▸ Exercise goal:
Rewrite every row below with "dropping" changed to "placing" and everything else unchanged. Leave the pictures out of your copy.
______
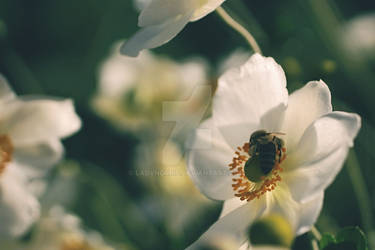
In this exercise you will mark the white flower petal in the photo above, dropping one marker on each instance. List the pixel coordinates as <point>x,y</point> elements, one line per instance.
<point>6,93</point>
<point>265,247</point>
<point>305,106</point>
<point>18,208</point>
<point>280,202</point>
<point>234,224</point>
<point>35,160</point>
<point>155,35</point>
<point>245,94</point>
<point>235,135</point>
<point>321,153</point>
<point>311,179</point>
<point>207,8</point>
<point>159,11</point>
<point>208,161</point>
<point>230,205</point>
<point>308,213</point>
<point>33,121</point>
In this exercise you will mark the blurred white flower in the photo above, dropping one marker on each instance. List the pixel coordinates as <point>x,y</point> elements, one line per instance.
<point>161,20</point>
<point>59,230</point>
<point>358,36</point>
<point>316,142</point>
<point>174,199</point>
<point>30,133</point>
<point>235,59</point>
<point>138,93</point>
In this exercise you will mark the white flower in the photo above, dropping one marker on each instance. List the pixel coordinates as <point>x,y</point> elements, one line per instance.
<point>58,230</point>
<point>358,36</point>
<point>30,133</point>
<point>161,20</point>
<point>317,140</point>
<point>133,91</point>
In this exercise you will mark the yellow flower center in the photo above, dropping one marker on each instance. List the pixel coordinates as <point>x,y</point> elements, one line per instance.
<point>6,151</point>
<point>251,182</point>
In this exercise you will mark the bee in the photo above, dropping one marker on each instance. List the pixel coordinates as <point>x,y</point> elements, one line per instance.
<point>266,150</point>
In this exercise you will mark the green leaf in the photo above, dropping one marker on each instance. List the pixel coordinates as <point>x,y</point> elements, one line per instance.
<point>354,235</point>
<point>326,240</point>
<point>351,238</point>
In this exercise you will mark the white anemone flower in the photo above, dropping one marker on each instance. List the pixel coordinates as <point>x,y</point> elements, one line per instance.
<point>133,92</point>
<point>30,133</point>
<point>358,36</point>
<point>161,20</point>
<point>58,229</point>
<point>316,141</point>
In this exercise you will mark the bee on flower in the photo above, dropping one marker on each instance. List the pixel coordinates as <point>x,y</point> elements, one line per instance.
<point>266,152</point>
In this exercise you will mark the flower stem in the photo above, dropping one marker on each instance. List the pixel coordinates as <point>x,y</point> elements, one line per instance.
<point>240,29</point>
<point>316,233</point>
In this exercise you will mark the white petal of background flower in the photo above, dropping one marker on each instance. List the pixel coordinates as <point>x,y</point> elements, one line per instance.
<point>33,121</point>
<point>323,149</point>
<point>206,7</point>
<point>35,160</point>
<point>305,106</point>
<point>235,223</point>
<point>18,206</point>
<point>309,212</point>
<point>208,162</point>
<point>158,11</point>
<point>245,94</point>
<point>30,128</point>
<point>6,93</point>
<point>153,36</point>
<point>161,20</point>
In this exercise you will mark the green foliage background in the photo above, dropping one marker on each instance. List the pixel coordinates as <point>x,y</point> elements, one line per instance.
<point>55,48</point>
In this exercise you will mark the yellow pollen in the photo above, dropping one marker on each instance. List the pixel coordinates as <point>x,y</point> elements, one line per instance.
<point>6,151</point>
<point>243,187</point>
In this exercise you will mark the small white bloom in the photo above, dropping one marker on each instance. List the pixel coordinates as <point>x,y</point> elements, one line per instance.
<point>133,93</point>
<point>358,36</point>
<point>58,230</point>
<point>254,97</point>
<point>175,199</point>
<point>161,20</point>
<point>30,133</point>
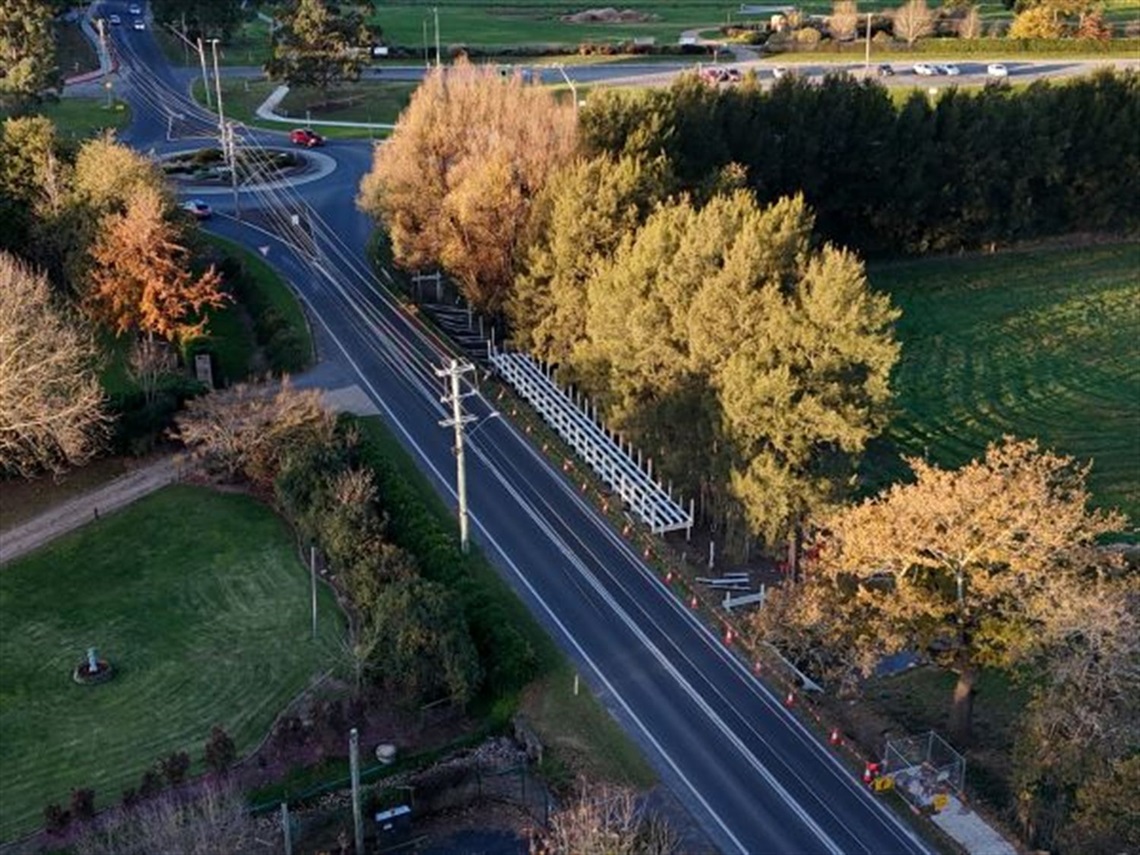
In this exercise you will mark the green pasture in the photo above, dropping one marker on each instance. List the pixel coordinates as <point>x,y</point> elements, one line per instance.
<point>1034,343</point>
<point>198,600</point>
<point>374,103</point>
<point>78,119</point>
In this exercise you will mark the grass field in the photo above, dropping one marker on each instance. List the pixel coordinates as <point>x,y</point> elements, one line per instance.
<point>78,119</point>
<point>243,97</point>
<point>198,600</point>
<point>1039,343</point>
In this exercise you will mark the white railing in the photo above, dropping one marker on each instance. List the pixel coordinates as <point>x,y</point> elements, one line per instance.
<point>612,463</point>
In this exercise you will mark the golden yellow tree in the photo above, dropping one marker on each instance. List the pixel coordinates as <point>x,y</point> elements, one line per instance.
<point>139,274</point>
<point>455,184</point>
<point>970,564</point>
<point>51,410</point>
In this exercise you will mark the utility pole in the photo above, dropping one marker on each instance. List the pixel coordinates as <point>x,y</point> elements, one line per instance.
<point>866,59</point>
<point>455,371</point>
<point>105,58</point>
<point>228,148</point>
<point>205,74</point>
<point>355,774</point>
<point>434,11</point>
<point>573,89</point>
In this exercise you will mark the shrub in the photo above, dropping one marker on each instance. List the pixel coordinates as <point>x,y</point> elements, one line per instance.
<point>55,819</point>
<point>220,750</point>
<point>808,37</point>
<point>176,766</point>
<point>151,784</point>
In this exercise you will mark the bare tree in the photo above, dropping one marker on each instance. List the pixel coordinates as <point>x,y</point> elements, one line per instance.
<point>912,22</point>
<point>51,410</point>
<point>844,21</point>
<point>214,822</point>
<point>151,360</point>
<point>247,429</point>
<point>605,821</point>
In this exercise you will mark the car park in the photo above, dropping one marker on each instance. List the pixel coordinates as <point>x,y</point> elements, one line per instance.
<point>198,209</point>
<point>306,137</point>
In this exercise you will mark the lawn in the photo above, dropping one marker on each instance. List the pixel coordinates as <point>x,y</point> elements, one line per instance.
<point>74,54</point>
<point>1039,343</point>
<point>78,119</point>
<point>198,600</point>
<point>243,97</point>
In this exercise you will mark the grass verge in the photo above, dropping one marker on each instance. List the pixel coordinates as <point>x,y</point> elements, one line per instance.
<point>21,501</point>
<point>1033,343</point>
<point>79,119</point>
<point>265,292</point>
<point>201,603</point>
<point>243,97</point>
<point>74,54</point>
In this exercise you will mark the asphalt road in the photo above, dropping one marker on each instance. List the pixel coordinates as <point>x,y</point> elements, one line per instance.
<point>752,776</point>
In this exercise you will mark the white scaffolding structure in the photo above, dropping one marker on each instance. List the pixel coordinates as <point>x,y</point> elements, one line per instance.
<point>616,465</point>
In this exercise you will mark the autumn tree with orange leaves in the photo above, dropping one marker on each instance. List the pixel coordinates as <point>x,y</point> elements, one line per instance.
<point>140,277</point>
<point>455,184</point>
<point>969,564</point>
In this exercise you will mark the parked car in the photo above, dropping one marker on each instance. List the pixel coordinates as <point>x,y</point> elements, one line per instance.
<point>198,209</point>
<point>306,137</point>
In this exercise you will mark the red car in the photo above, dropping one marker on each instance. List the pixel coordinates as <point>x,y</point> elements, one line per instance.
<point>306,137</point>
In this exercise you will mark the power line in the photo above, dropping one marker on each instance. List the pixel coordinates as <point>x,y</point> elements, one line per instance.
<point>458,418</point>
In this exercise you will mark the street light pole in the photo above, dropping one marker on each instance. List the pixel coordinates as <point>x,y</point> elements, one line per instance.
<point>202,57</point>
<point>229,151</point>
<point>866,59</point>
<point>573,89</point>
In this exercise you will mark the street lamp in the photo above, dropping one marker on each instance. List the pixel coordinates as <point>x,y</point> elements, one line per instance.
<point>573,89</point>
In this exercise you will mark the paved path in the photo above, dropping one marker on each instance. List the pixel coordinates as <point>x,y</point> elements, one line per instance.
<point>87,507</point>
<point>145,480</point>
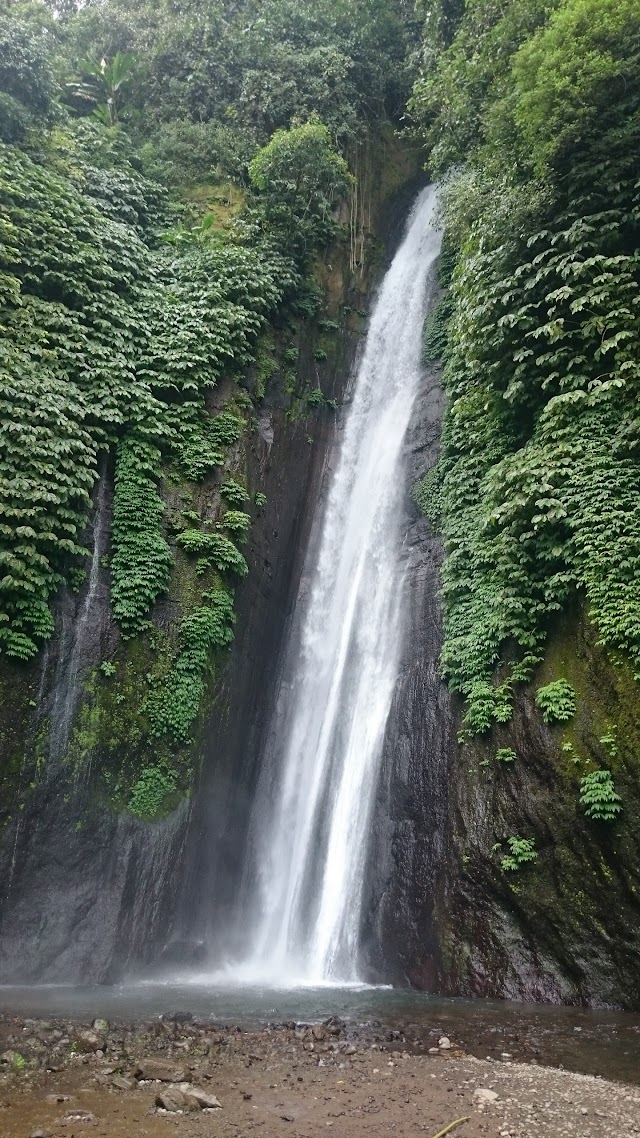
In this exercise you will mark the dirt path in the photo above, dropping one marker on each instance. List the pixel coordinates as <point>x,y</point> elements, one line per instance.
<point>298,1082</point>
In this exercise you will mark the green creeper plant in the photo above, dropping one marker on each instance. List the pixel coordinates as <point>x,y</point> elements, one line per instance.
______
▸ Solution for this problem:
In this exercise you will mark the white flower petal in the photo above, placing one marker on each instance. List the pixel coordinates as <point>x,y</point> elements, one line per instance.
<point>6,93</point>
<point>265,247</point>
<point>305,106</point>
<point>18,208</point>
<point>280,202</point>
<point>234,224</point>
<point>35,160</point>
<point>155,35</point>
<point>245,94</point>
<point>235,135</point>
<point>321,153</point>
<point>311,179</point>
<point>207,8</point>
<point>159,11</point>
<point>208,161</point>
<point>230,205</point>
<point>308,213</point>
<point>33,121</point>
In this exercise you will mark the blurred white flower in the photo above, placing one marker on each instance. List the pixel coordinates as <point>x,y</point> elements, one line per instance.
<point>161,20</point>
<point>59,230</point>
<point>358,36</point>
<point>316,142</point>
<point>174,199</point>
<point>30,133</point>
<point>235,59</point>
<point>138,93</point>
In this exercise you will mark the white flower in the photo above, placing one marker on each instance. List the pixel coordinates as <point>x,y</point> elements, one line per instance.
<point>58,230</point>
<point>358,36</point>
<point>30,133</point>
<point>161,20</point>
<point>317,140</point>
<point>133,91</point>
In this exercise you will mark the yellow flower center in the photo above, placing one marker on each instance. List the pixel coordinates as <point>x,y</point> elements, one line per instance.
<point>6,151</point>
<point>251,182</point>
In this exercise you will mark the bee in the photo above, placing one marker on each instance. List the pixel coordinates as <point>x,y</point> elements, one line per instance.
<point>266,150</point>
In this exercise you will mark the green leaf in the photo above, placing one marker on each instance. List the pixel coordinates as <point>x,y</point> elements, one line per instance.
<point>354,235</point>
<point>326,240</point>
<point>351,238</point>
In this exercise you will mark the white anemone flower in the photo above, placing one marker on each instance. List the pixel coordinates as <point>x,y</point> elements, one line per instance.
<point>133,92</point>
<point>30,133</point>
<point>358,36</point>
<point>161,20</point>
<point>58,229</point>
<point>316,141</point>
In this exercise you will mark the bee on flower in the photo above, placing one marker on each instance. List the pixel coordinates as <point>x,y</point> elements, one line per instance.
<point>266,152</point>
In this exercise you will mark the flower stem in the photo above, placing one marker on each instance. List the pixel coordinates as <point>x,y</point> elements, one line per instance.
<point>240,29</point>
<point>316,233</point>
In this exercise you will mark the white petal of background flower in the photo above, placing one marker on each instance. List the pixel coordinates as <point>x,y</point> elements, one line per instance.
<point>33,121</point>
<point>323,149</point>
<point>206,7</point>
<point>35,160</point>
<point>305,106</point>
<point>235,223</point>
<point>18,206</point>
<point>309,212</point>
<point>208,162</point>
<point>158,11</point>
<point>245,94</point>
<point>30,128</point>
<point>6,93</point>
<point>153,36</point>
<point>161,20</point>
In this exercise you will mark the green foliage background in the photo above, placing one marker on each instance. List the pixel coordinates as <point>x,y</point> elements, one line per instance.
<point>55,48</point>
In this exercise you will mark the yellow pollen in the photo above, placing one marker on each instance. List the pixel coordinates as <point>x,y</point> elements, one line per instance.
<point>6,151</point>
<point>243,187</point>
In this exercise you will mark the small white bloom in the photo above, placing one marker on each instance. List the pixel coordinates as <point>x,y</point> elements, one line per instance.
<point>133,93</point>
<point>358,36</point>
<point>58,230</point>
<point>254,97</point>
<point>175,199</point>
<point>161,20</point>
<point>30,133</point>
In this exercise you will mark the green pasture in the photo above, placing one marker on each instance. List the pixel coordinates as <point>x,y</point> elements, one line per instance.
<point>1034,343</point>
<point>198,600</point>
<point>374,103</point>
<point>78,119</point>
In this exercise you will mark the grass field in the photo above, placing one marker on each instance. List the pixel coordinates as <point>x,y</point> elements, one line per instance.
<point>78,119</point>
<point>243,97</point>
<point>198,600</point>
<point>1039,343</point>
In this exercise you will mark the white railing in the photo above, placing one marker on each instance. List the pixel coordinates as <point>x,y</point> elements, one line per instance.
<point>612,463</point>
In this exercise you will mark the golden yellow tree in the photo above, placing one marker on each instance. List the pixel coordinates as <point>x,y</point> elements, one line per instance.
<point>139,274</point>
<point>455,184</point>
<point>970,564</point>
<point>51,410</point>
In this exercise you will mark the utility pole in the photo above, placing one marker on each instance. List the pixel coordinates as <point>x,y</point> elements, one line per instance.
<point>866,59</point>
<point>455,371</point>
<point>105,58</point>
<point>228,148</point>
<point>205,74</point>
<point>355,774</point>
<point>434,11</point>
<point>573,89</point>
In this exercise you will mark the shrub in the photo above, placing one marker on each instance. List the pixel coordinates as <point>x,y</point> elements, one line per instance.
<point>55,819</point>
<point>220,750</point>
<point>808,37</point>
<point>176,766</point>
<point>151,784</point>
In this exercise you will mark the bare tree in the photo above, placing one marker on each instance. List the pixel coordinates as <point>x,y</point> elements, one line per instance.
<point>912,22</point>
<point>51,410</point>
<point>844,21</point>
<point>214,822</point>
<point>151,360</point>
<point>247,429</point>
<point>605,821</point>
In this exercise you will mark the car park in the photo above, placing one marker on each instance. List the pixel coordinates as <point>x,y</point> elements, one line per instance.
<point>198,209</point>
<point>306,137</point>
In this exercise you will mark the lawn in the photo above, placing one marker on each instance. List the pixel coordinates as <point>x,y</point> elements, one line per instance.
<point>74,54</point>
<point>1039,343</point>
<point>78,119</point>
<point>198,600</point>
<point>243,97</point>
In this exercise you will mark the grass verge in the photo above, placing one marker on each instance. List the pixel coordinates as <point>x,y</point> elements, one line per instance.
<point>21,501</point>
<point>1033,343</point>
<point>79,119</point>
<point>265,292</point>
<point>201,603</point>
<point>243,97</point>
<point>74,54</point>
In this exercise you will mark the asphalt road in the photo above, placing one marker on each instance. List the pixel coordinates as <point>x,y</point> elements, one line per instance.
<point>752,776</point>
In this exercise you will mark the white scaffolding structure in the photo above, placing one marker on each instance. List the pixel coordinates as <point>x,y</point> elements, one line per instance.
<point>616,465</point>
In this exercise you will mark the autumn tree with orange leaves in the photo above, placing one marker on each instance. List the pixel coordinates as <point>x,y</point> elements, one line per instance.
<point>140,277</point>
<point>455,184</point>
<point>969,564</point>
In this exercise you will mark the parked car in the photo above, placing one marker on each instance. List the pixel coordinates as <point>x,y</point> elements, one line per instance.
<point>198,209</point>
<point>306,137</point>
In this exercise you will mark the red car in the photo above, placing one marker on each instance. List the pixel coordinates as <point>x,y</point> elements, one line per instance.
<point>306,137</point>
In this exercise you will mark the power line in the photo above, placing one marker on each instance. List the pixel coordinates as <point>x,y</point> elements, one line per instance.
<point>458,418</point>
In this exercise you will mark the street light pole in the photo above, placing one marker on each instance. List the pixel coordinates as <point>x,y</point> elements, one line per instance.
<point>202,57</point>
<point>229,151</point>
<point>866,59</point>
<point>573,89</point>
In this exercise you will mark the street lamp in the photo above, placing one marker on each instance. List the pixel coordinates as <point>x,y</point> elements, one line per instance.
<point>573,89</point>
In this exercise you will mark the paved path in the photo above, placing one marker on each instance. List the pixel coordinates as <point>x,y</point> elements, one line per instance.
<point>87,507</point>
<point>145,480</point>
In this exercise you will mark the dirt path in the photo above, placing one marker on each instance. List the pixel coordinates as <point>x,y</point> elements, one line per instance.
<point>298,1082</point>
In this exercise you will mark the green creeper plant in the photo above, placing one marker on each instance. List the pixel coordinates as <point>x,y</point> elements, one line per instance.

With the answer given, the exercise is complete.